>> begin Stored records

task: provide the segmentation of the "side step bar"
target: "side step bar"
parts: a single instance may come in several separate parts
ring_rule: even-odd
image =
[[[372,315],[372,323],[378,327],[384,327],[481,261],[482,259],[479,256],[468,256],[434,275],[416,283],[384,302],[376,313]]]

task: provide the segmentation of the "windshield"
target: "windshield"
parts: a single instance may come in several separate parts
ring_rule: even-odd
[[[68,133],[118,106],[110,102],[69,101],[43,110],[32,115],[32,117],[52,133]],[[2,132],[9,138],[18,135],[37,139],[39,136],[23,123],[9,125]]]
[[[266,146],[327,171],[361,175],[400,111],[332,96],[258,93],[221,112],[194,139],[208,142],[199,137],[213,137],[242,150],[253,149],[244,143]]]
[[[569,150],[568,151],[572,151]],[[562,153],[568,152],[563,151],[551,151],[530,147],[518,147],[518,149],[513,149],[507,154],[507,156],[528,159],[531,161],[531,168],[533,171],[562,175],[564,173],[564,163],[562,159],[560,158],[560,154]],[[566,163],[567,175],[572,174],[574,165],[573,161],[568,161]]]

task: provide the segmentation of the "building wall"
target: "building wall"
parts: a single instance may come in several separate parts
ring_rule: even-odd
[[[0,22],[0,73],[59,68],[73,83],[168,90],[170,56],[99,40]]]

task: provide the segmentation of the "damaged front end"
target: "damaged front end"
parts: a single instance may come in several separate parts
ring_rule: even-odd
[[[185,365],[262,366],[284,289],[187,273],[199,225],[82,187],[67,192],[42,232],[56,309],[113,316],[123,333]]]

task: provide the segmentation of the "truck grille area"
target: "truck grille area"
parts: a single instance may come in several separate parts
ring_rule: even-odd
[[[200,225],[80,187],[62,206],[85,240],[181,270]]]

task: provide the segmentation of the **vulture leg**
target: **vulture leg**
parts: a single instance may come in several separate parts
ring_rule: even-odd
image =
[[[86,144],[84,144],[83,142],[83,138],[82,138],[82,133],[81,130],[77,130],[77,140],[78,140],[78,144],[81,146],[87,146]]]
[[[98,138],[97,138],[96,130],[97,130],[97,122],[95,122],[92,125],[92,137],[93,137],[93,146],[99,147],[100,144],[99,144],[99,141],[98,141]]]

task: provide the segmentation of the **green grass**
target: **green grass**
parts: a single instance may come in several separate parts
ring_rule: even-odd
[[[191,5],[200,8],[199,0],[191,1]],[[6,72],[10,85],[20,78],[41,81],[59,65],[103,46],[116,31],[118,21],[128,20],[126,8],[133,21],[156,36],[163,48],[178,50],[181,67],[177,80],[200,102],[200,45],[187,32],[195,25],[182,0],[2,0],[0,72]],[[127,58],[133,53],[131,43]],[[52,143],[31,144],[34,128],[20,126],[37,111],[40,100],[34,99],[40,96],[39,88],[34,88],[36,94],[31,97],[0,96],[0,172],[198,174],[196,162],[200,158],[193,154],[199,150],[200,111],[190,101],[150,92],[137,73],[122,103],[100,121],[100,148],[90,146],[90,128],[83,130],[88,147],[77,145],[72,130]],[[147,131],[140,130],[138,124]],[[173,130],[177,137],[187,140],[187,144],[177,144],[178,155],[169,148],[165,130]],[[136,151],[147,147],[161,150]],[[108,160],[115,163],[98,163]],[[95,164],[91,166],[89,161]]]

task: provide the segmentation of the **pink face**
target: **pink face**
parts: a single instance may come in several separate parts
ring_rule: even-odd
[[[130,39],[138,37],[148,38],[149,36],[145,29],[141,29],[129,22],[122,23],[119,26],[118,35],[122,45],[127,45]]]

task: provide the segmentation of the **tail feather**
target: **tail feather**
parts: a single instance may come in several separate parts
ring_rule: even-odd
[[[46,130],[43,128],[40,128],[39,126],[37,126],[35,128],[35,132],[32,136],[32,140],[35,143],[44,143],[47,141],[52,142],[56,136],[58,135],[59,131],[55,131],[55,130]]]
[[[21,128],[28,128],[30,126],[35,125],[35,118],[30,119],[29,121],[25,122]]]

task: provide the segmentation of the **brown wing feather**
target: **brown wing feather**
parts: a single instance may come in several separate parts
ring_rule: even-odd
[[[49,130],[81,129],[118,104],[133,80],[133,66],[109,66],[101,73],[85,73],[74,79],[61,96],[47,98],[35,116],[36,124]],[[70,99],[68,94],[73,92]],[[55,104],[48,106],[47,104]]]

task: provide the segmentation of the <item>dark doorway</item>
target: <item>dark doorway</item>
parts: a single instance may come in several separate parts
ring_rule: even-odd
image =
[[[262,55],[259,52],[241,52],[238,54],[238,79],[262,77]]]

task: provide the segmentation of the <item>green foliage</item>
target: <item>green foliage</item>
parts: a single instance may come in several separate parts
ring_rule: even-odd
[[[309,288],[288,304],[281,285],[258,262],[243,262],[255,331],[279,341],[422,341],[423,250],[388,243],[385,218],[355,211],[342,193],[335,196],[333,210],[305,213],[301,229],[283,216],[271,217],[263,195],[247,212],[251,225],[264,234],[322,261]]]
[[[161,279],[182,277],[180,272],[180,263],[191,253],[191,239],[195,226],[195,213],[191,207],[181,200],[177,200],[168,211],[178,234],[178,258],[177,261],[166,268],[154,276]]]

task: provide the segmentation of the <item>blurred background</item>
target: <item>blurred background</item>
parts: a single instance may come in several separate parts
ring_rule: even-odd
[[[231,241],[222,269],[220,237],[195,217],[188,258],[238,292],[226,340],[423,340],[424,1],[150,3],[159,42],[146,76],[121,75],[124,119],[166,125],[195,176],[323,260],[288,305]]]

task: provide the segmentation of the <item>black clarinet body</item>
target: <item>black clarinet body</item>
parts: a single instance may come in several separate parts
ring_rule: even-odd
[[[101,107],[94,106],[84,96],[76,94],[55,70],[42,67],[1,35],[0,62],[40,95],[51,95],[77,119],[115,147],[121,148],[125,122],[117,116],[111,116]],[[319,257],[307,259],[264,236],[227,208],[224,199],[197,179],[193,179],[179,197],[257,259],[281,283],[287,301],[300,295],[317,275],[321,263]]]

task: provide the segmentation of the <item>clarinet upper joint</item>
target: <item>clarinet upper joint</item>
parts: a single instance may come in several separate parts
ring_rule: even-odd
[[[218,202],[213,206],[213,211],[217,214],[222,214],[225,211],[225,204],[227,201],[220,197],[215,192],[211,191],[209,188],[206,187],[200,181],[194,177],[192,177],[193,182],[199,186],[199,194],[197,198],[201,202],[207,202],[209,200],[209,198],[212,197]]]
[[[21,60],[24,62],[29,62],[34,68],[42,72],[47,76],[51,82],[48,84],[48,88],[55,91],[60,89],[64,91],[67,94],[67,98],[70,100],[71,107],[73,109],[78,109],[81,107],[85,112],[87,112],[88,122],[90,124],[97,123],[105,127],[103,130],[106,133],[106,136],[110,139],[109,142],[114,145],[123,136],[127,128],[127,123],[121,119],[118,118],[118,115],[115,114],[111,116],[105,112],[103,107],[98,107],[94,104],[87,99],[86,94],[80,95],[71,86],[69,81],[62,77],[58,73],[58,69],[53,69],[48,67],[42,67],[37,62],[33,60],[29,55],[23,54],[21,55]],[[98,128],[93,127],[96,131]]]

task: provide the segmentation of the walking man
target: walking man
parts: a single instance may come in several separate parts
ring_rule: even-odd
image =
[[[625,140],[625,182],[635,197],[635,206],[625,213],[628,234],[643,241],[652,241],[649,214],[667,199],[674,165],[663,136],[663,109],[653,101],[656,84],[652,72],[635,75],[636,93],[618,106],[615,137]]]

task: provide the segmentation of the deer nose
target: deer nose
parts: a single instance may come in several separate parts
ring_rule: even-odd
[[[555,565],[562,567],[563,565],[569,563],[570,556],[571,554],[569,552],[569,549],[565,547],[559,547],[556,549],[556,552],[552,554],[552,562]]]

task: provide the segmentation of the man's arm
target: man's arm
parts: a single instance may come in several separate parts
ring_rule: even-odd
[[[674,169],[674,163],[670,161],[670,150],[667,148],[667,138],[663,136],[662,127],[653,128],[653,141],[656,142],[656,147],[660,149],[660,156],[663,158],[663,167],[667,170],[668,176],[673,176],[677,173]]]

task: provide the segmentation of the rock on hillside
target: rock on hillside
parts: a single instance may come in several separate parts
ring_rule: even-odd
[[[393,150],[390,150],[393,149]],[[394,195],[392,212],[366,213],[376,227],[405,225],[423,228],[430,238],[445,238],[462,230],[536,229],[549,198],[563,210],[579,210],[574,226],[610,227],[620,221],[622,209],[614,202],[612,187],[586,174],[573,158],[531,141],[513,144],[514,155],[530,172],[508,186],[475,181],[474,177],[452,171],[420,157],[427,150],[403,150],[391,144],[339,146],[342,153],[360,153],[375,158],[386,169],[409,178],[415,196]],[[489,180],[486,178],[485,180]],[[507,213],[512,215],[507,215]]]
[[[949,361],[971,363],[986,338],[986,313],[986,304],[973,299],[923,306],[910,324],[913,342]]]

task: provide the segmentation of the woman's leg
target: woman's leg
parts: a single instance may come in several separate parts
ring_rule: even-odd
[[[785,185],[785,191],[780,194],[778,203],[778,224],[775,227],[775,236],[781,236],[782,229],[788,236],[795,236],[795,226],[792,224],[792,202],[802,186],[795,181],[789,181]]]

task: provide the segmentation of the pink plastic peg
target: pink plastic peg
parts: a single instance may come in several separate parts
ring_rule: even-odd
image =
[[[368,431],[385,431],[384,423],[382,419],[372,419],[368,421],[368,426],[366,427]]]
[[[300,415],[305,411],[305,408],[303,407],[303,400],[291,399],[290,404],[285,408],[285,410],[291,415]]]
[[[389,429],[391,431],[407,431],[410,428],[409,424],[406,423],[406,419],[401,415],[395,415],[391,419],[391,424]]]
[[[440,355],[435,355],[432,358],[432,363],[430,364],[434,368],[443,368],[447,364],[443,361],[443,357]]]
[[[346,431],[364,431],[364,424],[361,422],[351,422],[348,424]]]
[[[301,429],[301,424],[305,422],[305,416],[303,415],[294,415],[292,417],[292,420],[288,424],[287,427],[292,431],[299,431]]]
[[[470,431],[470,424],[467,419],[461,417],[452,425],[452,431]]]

>> end Stored records

State how many lines contain the word "feather".

4